▸ **TASK DIRECTIONS**
Exactly those lines that run from the one containing "find dark sky" through the last line of the entries below should be printed, and no others.

Collected data

----

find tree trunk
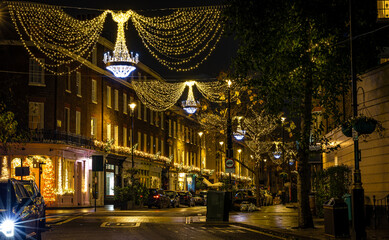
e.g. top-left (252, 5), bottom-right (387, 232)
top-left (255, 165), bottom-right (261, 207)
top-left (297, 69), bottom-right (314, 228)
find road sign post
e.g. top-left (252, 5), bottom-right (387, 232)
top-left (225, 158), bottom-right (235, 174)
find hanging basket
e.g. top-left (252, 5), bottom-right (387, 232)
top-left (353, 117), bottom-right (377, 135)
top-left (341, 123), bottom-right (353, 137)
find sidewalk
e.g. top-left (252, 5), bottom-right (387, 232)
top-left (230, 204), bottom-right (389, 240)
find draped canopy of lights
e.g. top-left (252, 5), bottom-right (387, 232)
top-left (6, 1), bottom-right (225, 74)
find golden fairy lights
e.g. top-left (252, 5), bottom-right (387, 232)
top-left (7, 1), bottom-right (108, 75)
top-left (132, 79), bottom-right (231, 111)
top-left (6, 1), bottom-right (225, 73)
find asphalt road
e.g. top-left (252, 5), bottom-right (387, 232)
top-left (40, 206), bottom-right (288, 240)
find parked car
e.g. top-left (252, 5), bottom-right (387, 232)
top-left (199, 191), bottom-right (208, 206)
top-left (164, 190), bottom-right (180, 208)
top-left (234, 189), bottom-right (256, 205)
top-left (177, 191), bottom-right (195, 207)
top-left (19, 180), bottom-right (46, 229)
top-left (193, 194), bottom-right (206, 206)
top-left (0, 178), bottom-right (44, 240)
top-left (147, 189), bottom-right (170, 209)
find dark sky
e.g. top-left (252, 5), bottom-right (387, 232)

----

▸ **TASK RESPONSE**
find dark sky
e.g. top-left (252, 5), bottom-right (387, 232)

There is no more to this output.